INFORMATION PROVIDED ::

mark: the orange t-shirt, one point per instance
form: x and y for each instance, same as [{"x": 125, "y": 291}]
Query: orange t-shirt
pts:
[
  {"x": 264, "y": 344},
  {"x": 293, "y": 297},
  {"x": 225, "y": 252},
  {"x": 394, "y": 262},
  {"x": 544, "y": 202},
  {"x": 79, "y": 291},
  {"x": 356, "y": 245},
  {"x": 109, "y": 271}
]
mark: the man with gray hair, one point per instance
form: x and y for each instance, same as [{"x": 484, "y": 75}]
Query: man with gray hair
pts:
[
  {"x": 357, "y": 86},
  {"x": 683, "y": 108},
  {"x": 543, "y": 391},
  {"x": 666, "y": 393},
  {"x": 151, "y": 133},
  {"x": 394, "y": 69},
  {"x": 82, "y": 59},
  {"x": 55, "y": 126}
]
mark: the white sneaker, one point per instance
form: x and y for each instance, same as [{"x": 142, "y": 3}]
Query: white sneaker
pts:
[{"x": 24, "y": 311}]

ASSIGNED TASK :: Return the material above in full, exactly as it appears.

ANSWER TO THIS TASK ::
mark: the orange t-shirt, one point per instance
form: x and y for each instance, same as [{"x": 125, "y": 291}]
Query: orange t-shirt
pts:
[
  {"x": 264, "y": 344},
  {"x": 293, "y": 297},
  {"x": 225, "y": 252},
  {"x": 394, "y": 262},
  {"x": 544, "y": 202},
  {"x": 79, "y": 291},
  {"x": 356, "y": 245},
  {"x": 109, "y": 271}
]
mark: the man with gray hair, one point per instance
form: x and y for each instance, same as [{"x": 484, "y": 75}]
Query: man with gray hair
pts:
[
  {"x": 357, "y": 86},
  {"x": 683, "y": 108},
  {"x": 543, "y": 391},
  {"x": 666, "y": 393},
  {"x": 151, "y": 133},
  {"x": 394, "y": 69},
  {"x": 82, "y": 59},
  {"x": 55, "y": 126}
]
mark: the white sneaker, one point per instance
form: x and y for each instance, same as [{"x": 142, "y": 3}]
Query: white sneaker
pts:
[{"x": 24, "y": 311}]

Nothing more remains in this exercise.